::: PROVIDED RECORDS :::
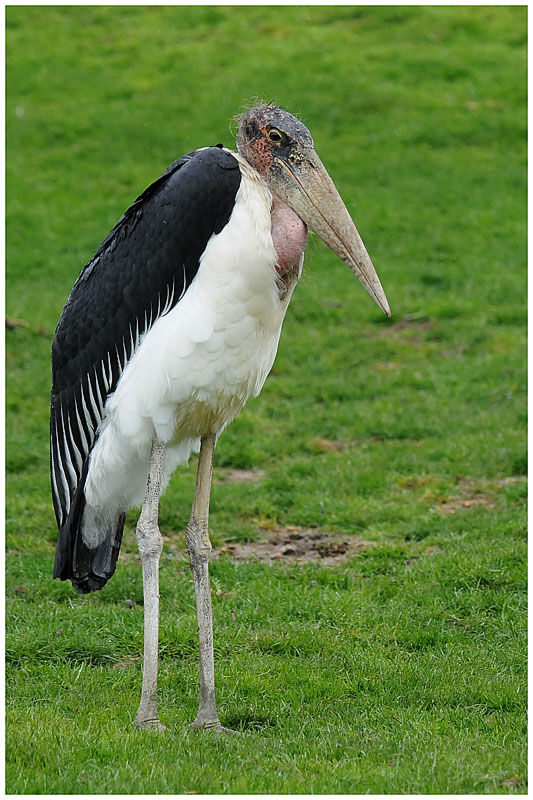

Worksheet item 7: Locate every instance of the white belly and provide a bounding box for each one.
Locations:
[84,165,303,516]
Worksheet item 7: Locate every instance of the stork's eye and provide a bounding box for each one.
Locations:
[268,128,283,144]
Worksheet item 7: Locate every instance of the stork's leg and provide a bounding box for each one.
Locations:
[187,434,235,733]
[133,438,165,731]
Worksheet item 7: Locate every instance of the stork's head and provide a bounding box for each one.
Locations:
[237,103,390,317]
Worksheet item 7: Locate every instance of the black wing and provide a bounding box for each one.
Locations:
[50,147,241,577]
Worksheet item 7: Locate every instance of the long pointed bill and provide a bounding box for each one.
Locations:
[271,147,391,317]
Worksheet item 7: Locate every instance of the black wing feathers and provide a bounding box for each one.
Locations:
[50,147,240,588]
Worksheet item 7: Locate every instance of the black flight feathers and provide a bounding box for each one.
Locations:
[50,145,241,591]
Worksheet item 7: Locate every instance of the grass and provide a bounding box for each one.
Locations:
[6,6,527,794]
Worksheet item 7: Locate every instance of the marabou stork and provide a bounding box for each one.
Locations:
[50,103,390,731]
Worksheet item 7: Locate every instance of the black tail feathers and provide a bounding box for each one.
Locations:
[53,468,126,594]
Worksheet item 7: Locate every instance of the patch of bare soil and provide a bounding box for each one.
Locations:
[213,525,372,567]
[437,476,526,516]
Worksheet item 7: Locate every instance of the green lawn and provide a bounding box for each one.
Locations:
[6,6,527,794]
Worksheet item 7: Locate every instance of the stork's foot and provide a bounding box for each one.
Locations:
[189,718,241,736]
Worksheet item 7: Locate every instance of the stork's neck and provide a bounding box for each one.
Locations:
[270,194,307,278]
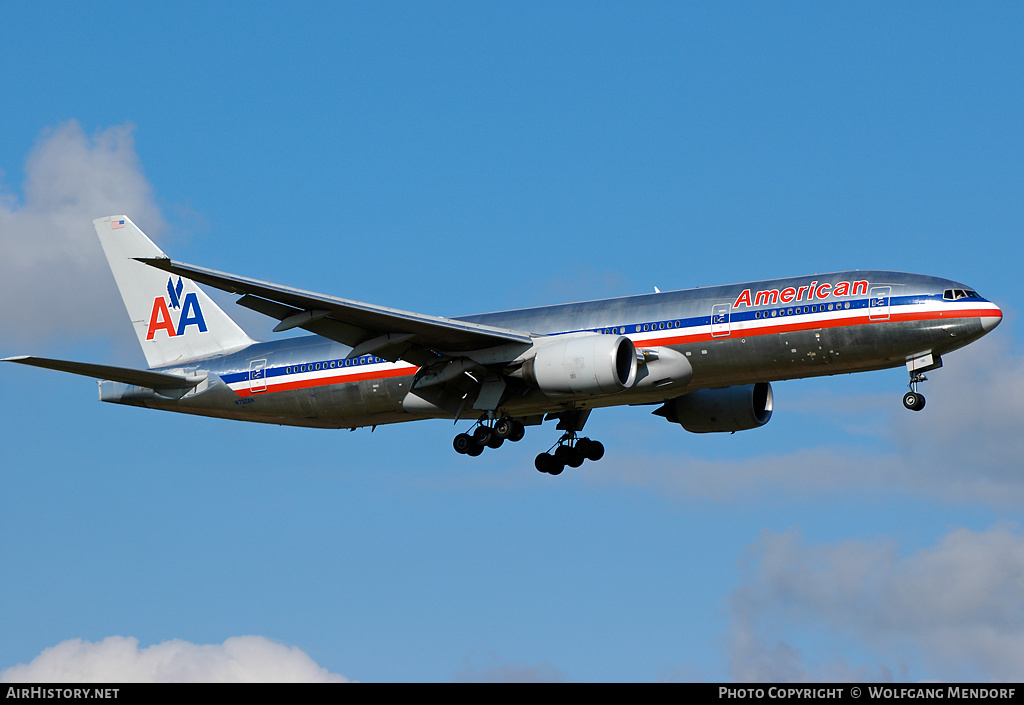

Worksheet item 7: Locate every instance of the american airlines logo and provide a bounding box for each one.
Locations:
[732,280,868,308]
[145,277,206,340]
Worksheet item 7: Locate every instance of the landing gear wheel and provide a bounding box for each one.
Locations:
[903,391,925,411]
[534,453,555,472]
[452,433,476,455]
[534,453,565,474]
[586,439,604,462]
[565,448,587,467]
[492,418,515,441]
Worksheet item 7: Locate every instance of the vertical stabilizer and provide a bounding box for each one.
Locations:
[92,215,253,368]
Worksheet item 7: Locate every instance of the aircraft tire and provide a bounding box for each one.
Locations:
[452,433,476,455]
[534,453,555,472]
[903,391,925,411]
[492,418,515,441]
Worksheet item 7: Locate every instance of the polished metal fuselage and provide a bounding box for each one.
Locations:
[100,271,1000,428]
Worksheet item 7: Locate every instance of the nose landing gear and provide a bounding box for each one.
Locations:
[903,353,942,411]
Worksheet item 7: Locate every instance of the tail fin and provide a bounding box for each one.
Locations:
[92,215,254,368]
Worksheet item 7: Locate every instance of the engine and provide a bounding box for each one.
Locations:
[654,382,772,433]
[522,335,637,396]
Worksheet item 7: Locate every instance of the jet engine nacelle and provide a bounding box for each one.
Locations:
[654,382,773,433]
[522,334,637,397]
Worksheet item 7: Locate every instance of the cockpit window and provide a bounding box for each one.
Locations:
[942,289,981,301]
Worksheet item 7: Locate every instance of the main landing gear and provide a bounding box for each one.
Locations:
[903,372,928,411]
[452,409,604,474]
[452,418,526,457]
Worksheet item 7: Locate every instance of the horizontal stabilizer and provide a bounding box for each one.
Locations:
[137,256,532,364]
[0,355,200,389]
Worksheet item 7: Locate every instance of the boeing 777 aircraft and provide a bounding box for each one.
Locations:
[7,215,1002,474]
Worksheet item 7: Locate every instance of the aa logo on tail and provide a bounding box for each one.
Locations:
[145,277,206,340]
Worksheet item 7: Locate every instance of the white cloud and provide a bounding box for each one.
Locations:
[0,121,166,345]
[729,526,1024,681]
[0,636,348,682]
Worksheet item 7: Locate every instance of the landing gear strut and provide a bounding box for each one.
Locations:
[534,409,604,474]
[534,431,604,474]
[903,372,928,411]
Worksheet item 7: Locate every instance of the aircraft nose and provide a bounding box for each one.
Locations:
[981,303,1002,333]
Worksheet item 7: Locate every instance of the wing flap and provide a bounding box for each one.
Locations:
[139,257,532,362]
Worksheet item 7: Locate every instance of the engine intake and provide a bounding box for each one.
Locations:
[522,335,637,397]
[654,382,773,433]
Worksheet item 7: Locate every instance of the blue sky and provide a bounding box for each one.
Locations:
[0,2,1024,681]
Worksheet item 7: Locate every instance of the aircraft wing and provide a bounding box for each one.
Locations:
[0,355,199,389]
[138,257,532,366]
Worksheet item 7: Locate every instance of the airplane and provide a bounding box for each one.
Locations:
[5,215,1002,475]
:::
### WHAT THE EXERCISE ASKS
Copy out all of the lines above word for word, leaving out the pictures.

### THE REPLY
Worksheet item 7: Locate every instance of the white belly and provide a bounding box for each one.
Locations:
[84,165,303,516]
Worksheet item 7: Locate every instance of the stork's eye and provide a bounding box for each one.
Locations:
[268,128,283,144]
Worksheet item 7: Locate every instance of the stork's leg and provide a bounding box for each one.
Locations:
[187,434,235,733]
[133,438,165,731]
Worksheet item 7: Locate every instance of the stork's head and provide a bounding box for each one.
Locations:
[237,103,390,317]
Worksheet item 7: Locate every instance of the black wing and provide a bounding box for each one.
Locations:
[50,147,241,577]
Worksheet item 7: Locate every instance of the long pointed bill and provide a bounding box for each one.
Locations:
[271,147,391,317]
Worksheet item 7: Locate every instance of the black wing feathers and provide a bounding box for each one.
Locations:
[50,147,240,588]
Worksheet item 7: Locate every instance of the black flight feathers and provide a bounding box for each one.
Locations:
[50,145,241,591]
Worksheet item 7: Locate every instance of the grass and provide a bounding box for each one.
Locations:
[6,6,527,794]
Worksheet item 7: Locate every instance of the marabou stork and provide a bounding box for each one.
Locations:
[50,103,390,731]
Worksheet item 7: Locate every instance of the black tail feathers and provide a bounding box for each one.
Locations:
[53,468,126,594]
Worksheet item 7: Locate every instance of the patch of bare soil and provide a bounding box for each one.
Locations:
[213,525,372,567]
[437,476,526,516]
Worksheet item 7: Locate every instance of the green lawn and provide a bounding box for each one.
Locations:
[6,6,527,794]
Worksheet item 7: Locate every instance of the stork's foot and provide a bounding box for each one.
Locations:
[189,718,241,736]
Worksheet item 7: Locate every instance of the stork's neck and provide a bounding box for each one.
Locations:
[270,194,307,278]

Worksheet item 7: Locate every instance of the american airlines logo and provide a bounding box for each one.
Locations:
[732,280,868,308]
[145,277,206,340]
Worksheet item 7: Locate every instance of the landing gear wheel and provide a bounding box for each one.
Locations:
[903,391,925,411]
[534,453,555,472]
[452,433,476,455]
[534,453,565,474]
[586,439,604,462]
[565,448,587,467]
[492,418,515,441]
Worksheet item 7: Locate every instance of the vertical stabilizer and provide a bounding box for each one.
Locations:
[92,215,253,368]
Worksheet item 7: Locate every instance of the aircraft tire and provide a bounding box for each one.
Locations:
[452,433,476,455]
[534,453,555,472]
[903,391,925,411]
[492,418,515,441]
Worksheet item 7: Locate every instance of the polished metal fuselage and provide a bounding box for each one.
Locations:
[100,271,1000,428]
Worksheet item 7: Locate every instance of the nose landing gear and provide a bounding box for each one.
Locations:
[903,353,942,411]
Worksheet item 7: Locate every instance of the tail fin and provide a bounding box for each one.
Locations:
[92,215,254,368]
Worksheet item 7: Locate every instance of the engine and provide a bounding box for each one.
Locations:
[654,382,772,433]
[522,335,637,396]
Worksheet item 7: Locate every instance of the jet engine nacelle and provide a bounding box for each one.
Locations:
[654,382,773,433]
[522,334,637,397]
Worksheet item 7: Locate every instance of the cockpit window and provide a bounding box for each one.
Locations:
[942,289,981,301]
Worksheet item 7: Locate every instance of the main landing gear and provide a bounding box for each one.
Locations:
[903,372,928,411]
[452,409,604,474]
[452,418,526,457]
Worksheet item 7: Locate every instance of the horizontal stabilizer and provide a bounding box for each one.
Locations:
[137,256,532,364]
[0,355,200,389]
Worksheet item 7: Locate every instance of the boeing 777 aircraft and provide a bounding box for each one.
Locations:
[7,215,1002,474]
Worksheet item 7: Locate every instance of the aa logo on tail and provide a bounding box for each one.
Locations:
[145,277,206,340]
Worksheet item 7: Locate every instance of the white cloud and provide a bounding box for each one.
Locations:
[0,121,166,345]
[729,526,1024,681]
[0,636,348,682]
Worksheet item 7: Locate every instance of the landing gear strut and provide a bounding box for each one.
Locations:
[534,409,604,474]
[534,431,604,474]
[903,372,928,411]
Worksheet item 7: Locate every instance of the aircraft nose and provide a bounding box for each one.
Locations:
[981,303,1002,333]
Worksheet item 7: Locate every instance of the wing flap and provide a bounding box for each one.
Locations:
[139,257,532,362]
Worksheet item 7: Locate every instance of the engine intake and provide a bounding box for each one.
Locations:
[522,335,637,397]
[654,382,773,433]
Worksheet item 7: Locate every instance of the blue sky and provide a bounding box for each one.
Locations:
[0,2,1024,681]
Worksheet item 7: Locate every instance of the aircraft wing and provide a bounding box for each one.
Locations:
[0,355,199,389]
[138,257,532,366]
Worksheet item 7: Locate every instance of the airplane and provide a bounding box for each one.
Locations:
[5,215,1002,475]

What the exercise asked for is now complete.